* Work item *
Retype every record below exactly as it is written.

* Records for the exercise *
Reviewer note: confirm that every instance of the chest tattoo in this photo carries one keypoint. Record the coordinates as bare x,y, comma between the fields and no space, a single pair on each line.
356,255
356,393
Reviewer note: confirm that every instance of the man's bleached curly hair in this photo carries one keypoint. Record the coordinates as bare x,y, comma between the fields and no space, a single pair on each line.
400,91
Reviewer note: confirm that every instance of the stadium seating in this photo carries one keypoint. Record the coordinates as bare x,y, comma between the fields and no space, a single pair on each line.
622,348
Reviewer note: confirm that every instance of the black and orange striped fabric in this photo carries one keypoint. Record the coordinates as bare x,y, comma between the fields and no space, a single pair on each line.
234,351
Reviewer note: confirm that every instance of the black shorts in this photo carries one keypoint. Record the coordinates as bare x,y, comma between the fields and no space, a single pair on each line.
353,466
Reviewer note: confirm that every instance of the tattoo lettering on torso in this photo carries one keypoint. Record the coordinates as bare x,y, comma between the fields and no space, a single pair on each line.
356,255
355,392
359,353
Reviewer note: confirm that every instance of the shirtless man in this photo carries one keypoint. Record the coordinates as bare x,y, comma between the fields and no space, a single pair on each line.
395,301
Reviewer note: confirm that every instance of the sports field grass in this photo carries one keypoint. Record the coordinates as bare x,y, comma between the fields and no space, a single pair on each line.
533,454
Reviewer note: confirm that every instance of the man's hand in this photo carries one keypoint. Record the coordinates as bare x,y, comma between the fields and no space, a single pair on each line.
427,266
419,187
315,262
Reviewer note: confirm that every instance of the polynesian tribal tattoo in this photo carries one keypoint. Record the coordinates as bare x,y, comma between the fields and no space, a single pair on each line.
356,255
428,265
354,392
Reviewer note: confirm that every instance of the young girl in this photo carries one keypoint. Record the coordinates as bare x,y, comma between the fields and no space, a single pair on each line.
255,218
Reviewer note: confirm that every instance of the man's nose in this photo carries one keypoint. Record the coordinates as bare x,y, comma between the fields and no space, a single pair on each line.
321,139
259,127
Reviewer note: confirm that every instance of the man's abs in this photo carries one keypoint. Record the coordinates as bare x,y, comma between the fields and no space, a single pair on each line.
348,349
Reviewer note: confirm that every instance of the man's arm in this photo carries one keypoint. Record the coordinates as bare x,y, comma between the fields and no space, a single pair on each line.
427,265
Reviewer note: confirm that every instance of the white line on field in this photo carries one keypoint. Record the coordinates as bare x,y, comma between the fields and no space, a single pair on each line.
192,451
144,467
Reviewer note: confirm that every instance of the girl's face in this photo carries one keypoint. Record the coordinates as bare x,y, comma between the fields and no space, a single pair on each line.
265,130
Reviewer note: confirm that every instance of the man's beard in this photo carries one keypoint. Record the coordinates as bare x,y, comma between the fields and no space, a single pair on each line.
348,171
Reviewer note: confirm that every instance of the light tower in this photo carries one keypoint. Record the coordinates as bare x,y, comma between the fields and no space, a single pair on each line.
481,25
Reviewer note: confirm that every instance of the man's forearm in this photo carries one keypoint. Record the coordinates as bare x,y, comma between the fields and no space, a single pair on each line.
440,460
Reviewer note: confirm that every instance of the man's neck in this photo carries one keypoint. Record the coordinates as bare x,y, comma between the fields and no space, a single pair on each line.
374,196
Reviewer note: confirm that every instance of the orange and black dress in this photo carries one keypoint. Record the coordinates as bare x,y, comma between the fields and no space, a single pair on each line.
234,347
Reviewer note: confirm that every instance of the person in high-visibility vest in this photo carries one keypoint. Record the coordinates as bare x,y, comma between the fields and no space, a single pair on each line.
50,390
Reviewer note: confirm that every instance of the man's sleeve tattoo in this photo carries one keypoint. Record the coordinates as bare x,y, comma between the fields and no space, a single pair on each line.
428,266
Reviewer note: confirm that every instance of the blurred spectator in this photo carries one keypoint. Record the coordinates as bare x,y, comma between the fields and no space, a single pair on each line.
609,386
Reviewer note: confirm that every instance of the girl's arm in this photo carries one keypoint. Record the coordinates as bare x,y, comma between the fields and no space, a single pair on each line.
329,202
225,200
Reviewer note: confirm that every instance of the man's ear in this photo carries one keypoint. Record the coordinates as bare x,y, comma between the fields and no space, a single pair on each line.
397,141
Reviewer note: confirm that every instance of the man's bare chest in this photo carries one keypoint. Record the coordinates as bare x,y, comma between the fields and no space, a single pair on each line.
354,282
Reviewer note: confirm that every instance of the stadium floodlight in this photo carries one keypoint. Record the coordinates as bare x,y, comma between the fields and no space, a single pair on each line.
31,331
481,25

* Result *
Reviewer note: confirm that every instance of the chest tattoo in this photo carries one keypoint. Record the coordinates as bare x,y, comma between the fields and no space, a single pair on each line.
356,255
356,393
Reviewer note: confirm that every instance of the man's bleached curly hair in this photo carries one keypoint. Record the coordinates as bare x,y, comma between the fields and no space, a single pair on each line.
400,91
Reviewer note: confirm that every instance of the stadium seating in this photo carries one keypoint. Record the coordinates as bare x,y, comma between the fields and no space, a single pair on each line.
622,348
Reviewer note: confirm that every instance of the black and orange striped fabric in this photo carries one keypoint. Record the coordinates as bare x,y, comma between the fields and no space, a single pair on each line.
234,351
Reviewer note: confirm that every instance of the black shorts in this photo carries one keypoint. Record the coordinates as bare x,y, comma between the fields and no space, a single pair on each line.
353,466
Reviewer note: confirm that every instance of the tattoo lettering on torso in this photo carries one keypoint. Record the coordinates as bare x,y, comma between the fields and no space, a single pair on each line.
356,255
355,392
359,353
Reviewer note: confirm that every instance of the shirtless man in this photo carries one keypoint. Record the coordinates as bare x,y, comma between the fields and no space, a single pair on each line.
395,301
Reviewer note: confirm that every instance of the sports field grass in this photo carries one keypoint. Record the coordinates as bare x,y, comma between the fields and no space, a single pair on each line.
533,454
Reviewer note: confirm that every instance of the man's hand in this photo carries one keypoint. Record the coordinates as bare x,y, comma between the fields and no space, a single pair on each line.
427,266
419,187
315,262
Reviewer note: confirm that every instance of the polynesian tribal tattoo in this photo carries one keypoint. Record the coordinates as bare x,y, comma between the fields and no space, a single pair on each line.
356,255
428,265
354,392
Reviewer note: confirm that every instance of the young girl in this photo carries one keypoint. Record the coordinates as bare x,y, comma between the fields and no space, a single pair on each line.
255,218
Reviewer note: confirm that every instance of the man's nose in this photo carries one keypoint. Record the coordinates as bare x,y, comma between the fields and no space, a single pair on each line.
321,139
259,127
Reviewer note: confirm that every instance of the man's abs in this photo carries one keypoint. Record the coordinates as bare x,y, comma between the fields and no space, a single pair on each line.
348,349
Reviewer note: confirm that every instance of the man's arm in this photo carries one keypoint. Record the coordinates as bare x,y, comma between the fields and no space, a single pair on each line.
427,265
Reviewer note: confirm that every instance of the white line on field in this photo carries one keypoint. Record the coordinates as bare x,y, comma between the fields and no space, a single pair on each line.
192,451
144,467
Reviewer note: confirm that every instance of the girl's face in this photo carries one keypoint. Record the coordinates as bare x,y, comma between the fields and no space, a single pair on each line.
265,130
Reviewer note: confirm that every instance of the man's beard in this photo carries one keypoint. Record the coordinates as bare x,y, comma between the fields and no space, a single pair on each line.
348,171
Reviewer note: confirm that every instance of the light tower in this photo carries one keypoint. Record the coordinates as bare x,y, comma between the fields and no space, a single pair on each line.
481,25
Reviewer note: confirm that every instance of the man's forearm in this photo carries one keypoint. Record the coordinates as bare x,y, comma between the fields and no space, a single pair on each line.
440,460
Reviewer note: confirm that every instance of the man's neck in this photo carries one keypoint. Record the coordinates as bare x,y, comma between the fields and no space, a single pair on each line.
374,196
Reviewer note: confirm that every instance of the orange and black dress in this photo carries one keypoint. Record the coordinates as bare x,y, comma between the fields and no space, a single pair on each line.
234,347
Reviewer note: confirm that every instance of the person in high-visibility vest in this photo carries one keypoint. Record the coordinates as bare x,y, comma between the fields and no space, a single pair on each line.
50,390
Reviewer note: confirm that every instance of the man's sleeve tattoo in this photo carries one keypoint. Record the coordinates as bare x,y, comma between the fields and no space, a single pair on each line.
428,266
Reviewer note: confirm that every instance of the blurred spectator in this photo carries one keypoint. Record the coordinates as bare x,y, comma between the fields and no space, a single pair on each line.
609,386
Reviewer note: confirm that every instance of the girl's arm in this photo carries one keypoint. Record the coordinates as bare x,y, comma between the fields and no space, a single pair on each line.
329,202
225,200
Reviewer note: confirm that every instance of the man's ear in this photo carries one keypoint. Record the coordinates as bare x,y, comma between the fields and no space, a single pair on each line.
397,141
Reviewer note: confirm that every instance of the man's bare chest in this photo carries one keypoint. Record the coordinates as bare x,y, comma between the fields and no space, a single pair on each line.
354,282
Reviewer note: confirm that every instance of the stadium floodlight in this photo carries one keypoint. Record the coordinates as bare x,y, comma between the fields and no space, a single pair on each line.
31,331
481,25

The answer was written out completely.